◆ **Your objective**:
Can you rewrite every line between the lines holding "outline tree line" and "M 0 79 L 0 110", inclusive, keeping the requests unchanged but shifting each coordinate in the path answers by -97?

--- START Given data ---

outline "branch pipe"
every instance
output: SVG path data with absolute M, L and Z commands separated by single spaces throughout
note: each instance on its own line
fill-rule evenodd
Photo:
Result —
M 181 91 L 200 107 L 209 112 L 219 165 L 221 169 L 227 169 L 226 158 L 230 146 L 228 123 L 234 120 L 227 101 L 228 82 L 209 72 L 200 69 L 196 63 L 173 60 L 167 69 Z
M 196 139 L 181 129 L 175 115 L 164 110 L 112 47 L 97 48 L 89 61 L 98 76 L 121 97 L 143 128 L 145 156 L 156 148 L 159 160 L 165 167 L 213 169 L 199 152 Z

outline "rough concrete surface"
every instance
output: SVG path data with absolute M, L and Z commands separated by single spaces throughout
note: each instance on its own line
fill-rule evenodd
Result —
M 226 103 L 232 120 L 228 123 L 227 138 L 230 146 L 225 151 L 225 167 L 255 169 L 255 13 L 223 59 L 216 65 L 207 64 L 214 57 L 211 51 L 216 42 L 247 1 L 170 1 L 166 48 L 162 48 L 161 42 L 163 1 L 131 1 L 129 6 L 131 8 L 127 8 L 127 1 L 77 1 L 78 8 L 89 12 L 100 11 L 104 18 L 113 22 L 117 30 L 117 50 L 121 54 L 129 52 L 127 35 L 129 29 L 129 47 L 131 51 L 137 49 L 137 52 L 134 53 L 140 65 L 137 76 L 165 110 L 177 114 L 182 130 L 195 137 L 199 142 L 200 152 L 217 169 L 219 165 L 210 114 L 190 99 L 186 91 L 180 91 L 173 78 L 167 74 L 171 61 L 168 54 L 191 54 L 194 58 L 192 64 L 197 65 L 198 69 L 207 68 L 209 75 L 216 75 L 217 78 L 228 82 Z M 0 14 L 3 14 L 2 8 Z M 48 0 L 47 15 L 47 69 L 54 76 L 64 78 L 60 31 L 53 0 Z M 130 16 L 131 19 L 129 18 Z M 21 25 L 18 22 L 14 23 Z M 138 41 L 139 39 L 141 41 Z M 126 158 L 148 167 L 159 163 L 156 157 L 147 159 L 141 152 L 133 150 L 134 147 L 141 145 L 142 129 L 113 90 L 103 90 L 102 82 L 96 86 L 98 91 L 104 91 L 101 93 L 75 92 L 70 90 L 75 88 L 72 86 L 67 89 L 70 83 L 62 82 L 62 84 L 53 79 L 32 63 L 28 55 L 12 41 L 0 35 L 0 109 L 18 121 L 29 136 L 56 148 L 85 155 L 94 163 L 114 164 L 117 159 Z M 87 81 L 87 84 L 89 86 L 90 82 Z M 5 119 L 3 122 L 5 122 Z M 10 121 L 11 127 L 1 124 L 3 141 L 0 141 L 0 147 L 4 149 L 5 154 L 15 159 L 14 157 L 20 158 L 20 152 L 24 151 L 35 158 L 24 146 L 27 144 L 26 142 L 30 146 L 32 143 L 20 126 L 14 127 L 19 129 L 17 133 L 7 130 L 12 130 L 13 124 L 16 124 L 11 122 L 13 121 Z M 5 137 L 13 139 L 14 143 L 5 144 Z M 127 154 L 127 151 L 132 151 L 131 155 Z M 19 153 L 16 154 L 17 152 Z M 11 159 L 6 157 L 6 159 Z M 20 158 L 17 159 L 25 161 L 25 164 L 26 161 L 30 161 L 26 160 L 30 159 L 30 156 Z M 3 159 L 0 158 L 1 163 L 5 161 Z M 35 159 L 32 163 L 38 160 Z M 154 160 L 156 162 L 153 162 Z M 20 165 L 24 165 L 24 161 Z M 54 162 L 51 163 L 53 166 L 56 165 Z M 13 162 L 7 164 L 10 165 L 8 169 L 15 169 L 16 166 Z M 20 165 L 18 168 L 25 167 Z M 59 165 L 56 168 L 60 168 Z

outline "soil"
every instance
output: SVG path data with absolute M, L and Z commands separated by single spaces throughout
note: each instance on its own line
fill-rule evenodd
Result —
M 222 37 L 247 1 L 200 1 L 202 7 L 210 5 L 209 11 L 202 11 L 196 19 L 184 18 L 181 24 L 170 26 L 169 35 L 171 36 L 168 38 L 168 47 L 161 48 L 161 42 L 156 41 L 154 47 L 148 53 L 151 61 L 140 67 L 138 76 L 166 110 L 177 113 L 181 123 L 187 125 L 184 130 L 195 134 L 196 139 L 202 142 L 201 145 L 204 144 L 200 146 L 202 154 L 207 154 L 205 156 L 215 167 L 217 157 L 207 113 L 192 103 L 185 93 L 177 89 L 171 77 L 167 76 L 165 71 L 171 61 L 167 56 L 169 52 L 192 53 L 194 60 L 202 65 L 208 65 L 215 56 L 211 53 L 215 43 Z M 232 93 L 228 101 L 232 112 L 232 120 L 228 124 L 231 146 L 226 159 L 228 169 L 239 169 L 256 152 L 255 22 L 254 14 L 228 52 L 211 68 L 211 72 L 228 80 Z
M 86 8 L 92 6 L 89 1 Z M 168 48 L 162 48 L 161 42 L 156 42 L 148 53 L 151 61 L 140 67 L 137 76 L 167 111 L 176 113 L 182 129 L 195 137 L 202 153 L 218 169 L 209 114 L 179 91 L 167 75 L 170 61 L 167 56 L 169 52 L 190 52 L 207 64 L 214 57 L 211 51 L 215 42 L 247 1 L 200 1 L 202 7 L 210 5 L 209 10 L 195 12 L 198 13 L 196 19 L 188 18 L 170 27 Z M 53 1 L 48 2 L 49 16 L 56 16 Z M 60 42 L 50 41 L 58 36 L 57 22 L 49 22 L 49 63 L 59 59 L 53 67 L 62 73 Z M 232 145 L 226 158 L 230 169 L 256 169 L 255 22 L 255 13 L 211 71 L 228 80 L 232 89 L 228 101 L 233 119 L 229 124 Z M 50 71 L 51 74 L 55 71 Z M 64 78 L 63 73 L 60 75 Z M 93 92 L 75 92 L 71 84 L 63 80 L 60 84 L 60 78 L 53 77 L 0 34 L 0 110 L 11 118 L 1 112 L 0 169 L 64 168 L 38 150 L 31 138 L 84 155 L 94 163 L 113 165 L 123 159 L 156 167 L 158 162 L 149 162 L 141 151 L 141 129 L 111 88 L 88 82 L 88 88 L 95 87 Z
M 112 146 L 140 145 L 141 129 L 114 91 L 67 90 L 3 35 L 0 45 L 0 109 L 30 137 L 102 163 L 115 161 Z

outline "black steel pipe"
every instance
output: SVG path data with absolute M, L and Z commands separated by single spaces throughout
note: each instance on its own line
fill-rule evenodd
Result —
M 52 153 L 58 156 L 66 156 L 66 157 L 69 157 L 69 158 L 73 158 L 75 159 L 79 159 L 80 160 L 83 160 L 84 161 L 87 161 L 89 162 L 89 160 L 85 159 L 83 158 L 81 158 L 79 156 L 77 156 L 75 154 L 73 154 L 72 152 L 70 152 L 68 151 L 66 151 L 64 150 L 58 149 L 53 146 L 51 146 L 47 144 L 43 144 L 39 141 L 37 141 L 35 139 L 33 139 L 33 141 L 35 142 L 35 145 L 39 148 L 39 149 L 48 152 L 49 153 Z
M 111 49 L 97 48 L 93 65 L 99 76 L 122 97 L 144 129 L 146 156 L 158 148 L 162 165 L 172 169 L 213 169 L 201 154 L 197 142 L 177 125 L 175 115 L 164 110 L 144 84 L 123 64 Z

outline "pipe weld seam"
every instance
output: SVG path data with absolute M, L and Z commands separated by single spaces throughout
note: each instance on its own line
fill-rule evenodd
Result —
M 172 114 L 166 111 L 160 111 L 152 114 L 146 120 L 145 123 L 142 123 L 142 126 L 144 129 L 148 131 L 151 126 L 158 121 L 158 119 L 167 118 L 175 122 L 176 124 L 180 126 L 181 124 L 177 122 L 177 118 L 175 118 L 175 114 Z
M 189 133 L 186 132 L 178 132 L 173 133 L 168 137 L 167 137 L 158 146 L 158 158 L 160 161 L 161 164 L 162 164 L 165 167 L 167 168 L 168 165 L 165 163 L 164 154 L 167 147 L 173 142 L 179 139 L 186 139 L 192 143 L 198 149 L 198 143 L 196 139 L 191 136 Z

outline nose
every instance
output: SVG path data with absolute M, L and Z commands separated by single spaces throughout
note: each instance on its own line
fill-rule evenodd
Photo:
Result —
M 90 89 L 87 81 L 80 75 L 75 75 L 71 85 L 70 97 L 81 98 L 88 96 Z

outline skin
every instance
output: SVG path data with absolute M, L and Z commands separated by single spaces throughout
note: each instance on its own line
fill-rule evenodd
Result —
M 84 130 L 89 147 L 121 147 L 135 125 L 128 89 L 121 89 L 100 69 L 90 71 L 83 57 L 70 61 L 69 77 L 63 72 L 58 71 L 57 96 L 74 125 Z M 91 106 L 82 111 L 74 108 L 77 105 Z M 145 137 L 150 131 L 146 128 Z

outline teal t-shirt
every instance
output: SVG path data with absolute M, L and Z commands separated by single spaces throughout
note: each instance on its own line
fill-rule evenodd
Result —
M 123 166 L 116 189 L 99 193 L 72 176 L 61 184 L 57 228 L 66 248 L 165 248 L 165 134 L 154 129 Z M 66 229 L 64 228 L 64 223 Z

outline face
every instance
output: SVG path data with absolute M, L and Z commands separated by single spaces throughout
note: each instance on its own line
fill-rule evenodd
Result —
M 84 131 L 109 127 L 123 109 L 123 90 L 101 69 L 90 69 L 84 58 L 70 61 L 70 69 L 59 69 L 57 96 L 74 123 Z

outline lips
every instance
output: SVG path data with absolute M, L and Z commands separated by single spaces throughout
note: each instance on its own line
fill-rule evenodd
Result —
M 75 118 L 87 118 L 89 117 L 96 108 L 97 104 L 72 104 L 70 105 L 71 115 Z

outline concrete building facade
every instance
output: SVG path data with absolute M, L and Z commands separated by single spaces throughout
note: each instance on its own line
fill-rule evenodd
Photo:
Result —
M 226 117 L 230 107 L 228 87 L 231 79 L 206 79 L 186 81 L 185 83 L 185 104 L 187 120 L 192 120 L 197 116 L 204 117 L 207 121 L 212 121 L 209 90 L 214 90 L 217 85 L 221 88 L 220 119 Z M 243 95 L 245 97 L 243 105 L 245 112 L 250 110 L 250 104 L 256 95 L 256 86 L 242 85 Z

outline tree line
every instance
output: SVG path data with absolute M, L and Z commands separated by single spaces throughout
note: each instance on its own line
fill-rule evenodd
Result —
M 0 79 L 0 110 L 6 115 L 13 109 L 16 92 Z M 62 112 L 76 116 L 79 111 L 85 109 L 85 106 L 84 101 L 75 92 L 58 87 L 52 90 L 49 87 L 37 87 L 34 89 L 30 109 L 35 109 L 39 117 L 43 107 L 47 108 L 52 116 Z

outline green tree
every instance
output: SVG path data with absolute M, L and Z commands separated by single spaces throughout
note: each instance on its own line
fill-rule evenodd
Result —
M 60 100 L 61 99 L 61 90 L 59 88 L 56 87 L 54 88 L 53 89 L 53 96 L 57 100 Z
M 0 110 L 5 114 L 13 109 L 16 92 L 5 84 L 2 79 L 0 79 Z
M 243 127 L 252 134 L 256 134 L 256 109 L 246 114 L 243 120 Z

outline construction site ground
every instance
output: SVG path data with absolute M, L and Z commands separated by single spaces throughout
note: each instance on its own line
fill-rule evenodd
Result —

--- END Given data ---

◆ **Solution to this task**:
outline tree line
every instance
output: SVG path data with absolute M, L and Z commands separated by single spaces throughout
note: each instance on its own line
fill-rule evenodd
Result —
M -97 -18 L -97 13 L -91 18 L -84 12 L -81 -5 Z M -35 15 L -21 19 L -18 14 L -12 12 L -12 9 L -13 4 L -22 -5 L -39 -10 L -45 -7 L -48 -10 L -60 -10 L -63 -8 L -67 12 L -62 12 L -58 20 L -54 10 L -50 11 L -45 19 Z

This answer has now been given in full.